STATED TASK =
Extract every one of the rows below and copy each line over verbatim, without changing a character.
##### DATASET RECORDS #####
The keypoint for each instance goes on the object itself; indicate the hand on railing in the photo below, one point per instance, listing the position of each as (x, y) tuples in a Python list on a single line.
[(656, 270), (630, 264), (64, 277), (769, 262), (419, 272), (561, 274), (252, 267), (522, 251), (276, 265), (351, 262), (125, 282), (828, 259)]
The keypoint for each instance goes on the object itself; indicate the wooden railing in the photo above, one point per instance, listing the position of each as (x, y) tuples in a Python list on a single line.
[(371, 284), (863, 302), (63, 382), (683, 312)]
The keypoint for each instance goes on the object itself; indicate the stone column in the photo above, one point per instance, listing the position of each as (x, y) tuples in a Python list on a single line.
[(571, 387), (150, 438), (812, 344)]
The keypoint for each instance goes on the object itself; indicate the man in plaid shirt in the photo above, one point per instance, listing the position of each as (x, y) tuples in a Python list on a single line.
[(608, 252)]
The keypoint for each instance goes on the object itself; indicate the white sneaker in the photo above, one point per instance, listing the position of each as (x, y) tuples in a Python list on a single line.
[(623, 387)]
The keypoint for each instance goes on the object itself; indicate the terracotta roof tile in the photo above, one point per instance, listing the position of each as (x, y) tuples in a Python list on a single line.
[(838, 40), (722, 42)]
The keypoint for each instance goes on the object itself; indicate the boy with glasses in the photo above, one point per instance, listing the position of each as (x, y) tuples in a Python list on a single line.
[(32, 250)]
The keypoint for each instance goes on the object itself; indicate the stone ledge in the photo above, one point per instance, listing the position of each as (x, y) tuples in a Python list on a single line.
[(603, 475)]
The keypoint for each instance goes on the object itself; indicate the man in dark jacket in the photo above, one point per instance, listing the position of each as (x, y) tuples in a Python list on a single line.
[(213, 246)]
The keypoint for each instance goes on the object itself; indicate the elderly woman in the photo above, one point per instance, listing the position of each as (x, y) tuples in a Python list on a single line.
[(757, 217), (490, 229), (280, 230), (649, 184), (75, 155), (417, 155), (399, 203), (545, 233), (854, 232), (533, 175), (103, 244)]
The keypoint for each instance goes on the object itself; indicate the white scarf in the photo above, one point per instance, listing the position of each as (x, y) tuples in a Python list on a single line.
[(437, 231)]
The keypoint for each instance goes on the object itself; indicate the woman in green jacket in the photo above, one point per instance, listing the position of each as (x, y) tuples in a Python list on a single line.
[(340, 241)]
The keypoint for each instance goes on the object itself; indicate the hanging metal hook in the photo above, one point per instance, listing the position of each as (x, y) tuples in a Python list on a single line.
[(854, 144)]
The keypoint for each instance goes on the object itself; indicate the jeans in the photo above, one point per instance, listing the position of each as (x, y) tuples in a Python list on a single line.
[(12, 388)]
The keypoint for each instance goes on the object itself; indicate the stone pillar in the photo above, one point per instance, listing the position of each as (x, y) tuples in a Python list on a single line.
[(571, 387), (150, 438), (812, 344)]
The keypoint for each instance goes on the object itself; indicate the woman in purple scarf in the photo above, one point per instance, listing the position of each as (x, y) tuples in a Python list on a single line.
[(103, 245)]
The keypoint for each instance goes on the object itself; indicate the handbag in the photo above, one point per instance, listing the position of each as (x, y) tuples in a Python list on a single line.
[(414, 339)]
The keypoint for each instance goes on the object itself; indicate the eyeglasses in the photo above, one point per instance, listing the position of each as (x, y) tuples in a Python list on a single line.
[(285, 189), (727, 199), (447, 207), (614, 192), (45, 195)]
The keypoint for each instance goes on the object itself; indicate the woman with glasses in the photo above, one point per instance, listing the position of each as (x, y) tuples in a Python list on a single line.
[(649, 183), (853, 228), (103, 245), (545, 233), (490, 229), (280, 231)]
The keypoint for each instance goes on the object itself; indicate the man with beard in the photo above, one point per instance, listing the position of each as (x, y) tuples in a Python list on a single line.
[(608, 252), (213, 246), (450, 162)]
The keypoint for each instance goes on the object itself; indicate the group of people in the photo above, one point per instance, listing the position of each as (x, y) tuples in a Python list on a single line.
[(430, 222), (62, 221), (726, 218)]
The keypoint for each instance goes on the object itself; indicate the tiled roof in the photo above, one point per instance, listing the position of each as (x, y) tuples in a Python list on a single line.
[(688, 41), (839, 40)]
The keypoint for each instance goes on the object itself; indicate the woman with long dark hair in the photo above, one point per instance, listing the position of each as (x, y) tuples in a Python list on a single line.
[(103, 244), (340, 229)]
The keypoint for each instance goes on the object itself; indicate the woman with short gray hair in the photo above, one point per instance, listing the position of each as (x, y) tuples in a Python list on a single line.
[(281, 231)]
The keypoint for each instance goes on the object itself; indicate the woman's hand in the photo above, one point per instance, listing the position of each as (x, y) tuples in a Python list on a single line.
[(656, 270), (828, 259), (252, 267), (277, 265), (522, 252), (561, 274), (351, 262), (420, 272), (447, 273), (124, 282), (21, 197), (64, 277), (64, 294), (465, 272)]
#####
RESPONSE TO THIS TASK =
The keypoint for each instance goes on the object itself; indicate the hand on railing in the photo below, one point per instance, listing the position of each as (x, y) tuples in a Python list on a single line.
[(656, 270), (630, 264), (64, 277), (769, 262), (419, 272), (561, 274), (252, 267), (522, 251), (276, 265), (351, 262), (125, 282), (828, 259)]
The keypoint for each instance goes on the object itself; indicate the wooden railing in the photo above, one point per instance, listing the position of each as (x, y) tuples in a Python list on a single line.
[(371, 284), (863, 302), (63, 382), (683, 312)]
The keypoint for each instance goes on the object itself; indicate the stone column in the photo above, one point per instance, listing the position of each as (x, y) tuples in a Python list on a single line.
[(571, 387), (150, 438), (812, 344)]
The keypoint for each instance goes on the object itself; indicate the man in plaid shirt in the photo above, one point per instance, listing the position of each as (x, y) tuples in a Python list on a single line.
[(608, 252)]
The keypoint for each instance goes on the object itself; indicate the white sneaker in the photo above, one point per instance, listing the position of each as (x, y) tuples in a Python list on a single line.
[(623, 387)]
The keypoint for each instance goes on the object itself; indicate the terracotta roof tile in the photo above, one point per instance, listing the position of each as (x, y) tuples in a Python list on a single line.
[(838, 40), (722, 42)]
The keypoint for each instance goes on the object itself; indicate the boy with glasses in the photo above, one point per instance, listing the position of each as (x, y) tuples in a Python list on a single line.
[(32, 250)]
The keypoint for each instance goes on the object itself; indicate the stone ledge in the photo above, one point per instance, listing the position of each as (x, y) tuples in a Python list on a single line.
[(603, 475)]
The keypoint for each instance goes on the object itself; indicate the man in dark jacket in the photo above, one point per instance, listing the position of each as (x, y) tuples in a Python list on a single line.
[(213, 246)]
The keypoint for each instance goes on the object itself; indicate the elderly woman in the photo above, one point per instance, listing the position of each as (x, y) tuples in a Python list on a single line.
[(757, 217), (490, 229), (280, 230), (649, 184), (75, 155), (417, 155), (399, 203), (545, 233), (854, 232), (533, 175), (103, 244)]
The keypoint for each instance goes on the object itself; indicate the white scarf in the photo above, one point per instance, listing the position of each as (x, y) tuples in a Python list on a single line.
[(437, 231)]
The keypoint for each instance goes on the object itself; indicate the woman in green jacket in the photo above, one point per instance, listing the position of each as (x, y) tuples in a Python list on a single line.
[(340, 241)]
The keypoint for each instance goes on the object itself; indicate the hanging metal hook in the photo above, one point per instance, listing the position of each as (x, y) tuples in a Python list on a single line.
[(854, 144)]
The keypoint for each instance goes on the object itself; indicate the jeans in the photo above, one point per instance, listing the position of each as (x, y) tuples in a Python list on a single line.
[(12, 388)]
The keypoint for each instance goes on the object itself; indicate the stone pillar in the photo above, one point per instance, listing the position of each as (x, y) tuples in a Python list on a single line.
[(571, 387), (150, 438), (812, 344)]
The keypoint for each instance goes on the object itself; indicate the woman in purple scarf in the photo above, one point per instance, listing the position of each as (x, y) tuples in a Python list on a single line.
[(103, 245)]
The keypoint for each instance goes on the object itself; indicate the handbag in the photo above, one point per instance, listing the position of each as (x, y) tuples in a Python list on a single line.
[(414, 339)]
The keypoint for each instance goes on the object itself; indicate the eyeglasses in the photo above, one point per instance, listing the position of each as (x, y) tuples in a Python list on a single line.
[(285, 189), (727, 199), (447, 207), (614, 192), (45, 195)]
The keypoint for each instance goes on the object itself; indicate the woman with glasses in the photo above, one point per instance, listing the position of each as (x, y) tuples in a Python list on a single line.
[(649, 183), (853, 228), (103, 245), (545, 233), (490, 229), (280, 231)]
The keypoint for each instance goes on the object itself; indicate the man with beard in the photo above, one point per instance, listing the position of each as (x, y) tuples in a Python list on a single line.
[(608, 252), (213, 246), (450, 162)]
The keypoint for each instance goes on the object itself; indicate the group of people in the photo above, one point per instance, listing the position of each as (x, y) tuples in a Python list on a single line.
[(430, 222), (62, 221), (726, 218)]
The keypoint for each instance goes on the object itself; indicate the tiled roof in the photo above, one point per instance, listing the position of each as (x, y) tuples in a Python list on a single line.
[(688, 41), (839, 40)]
The keypoint for each instance goes on the object itself; indicate the woman with long dark hair in the photo above, one point per instance, listing the position of each as (x, y) tuples in a Python list on a single line.
[(103, 244), (340, 229)]
The keypoint for each instance goes on the object itself; indicate the woman with short gray hair in the photo above, one point per instance, listing the position of each as (x, y) tuples in a Python list on a single line.
[(281, 231)]
The keypoint for each instance goes on the object itself; indicate the woman's hand in the photo above, one point per instance, listing the position of each as (x, y) tuples in a Python list on a single line.
[(656, 270), (828, 259), (252, 267), (277, 265), (522, 252), (561, 274), (351, 262), (420, 272), (447, 273), (124, 282), (21, 197), (64, 277), (64, 294), (465, 272)]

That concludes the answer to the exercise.